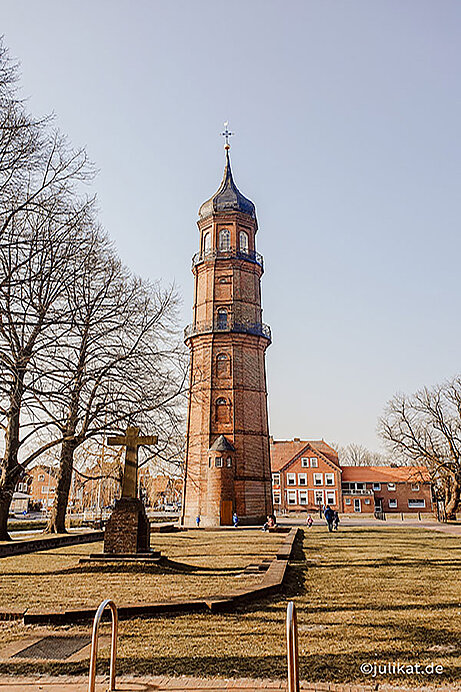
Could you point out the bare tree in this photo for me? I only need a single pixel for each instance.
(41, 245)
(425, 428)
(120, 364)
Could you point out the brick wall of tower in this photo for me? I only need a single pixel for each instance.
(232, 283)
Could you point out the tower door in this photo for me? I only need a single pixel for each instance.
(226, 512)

### Your task
Copy the text of every item above word for word, and leave the pictures out of your copy.

### Full answer
Could you point out the bare tree in this photo for me? I only need a single pixel for each instance.
(41, 245)
(425, 428)
(120, 364)
Could you point out the brick wall of tower in this photo for me? I only need a single pixel for each instance.
(232, 283)
Could you point out the tower door in this photo for me? I only need a single pixel for each instance.
(226, 512)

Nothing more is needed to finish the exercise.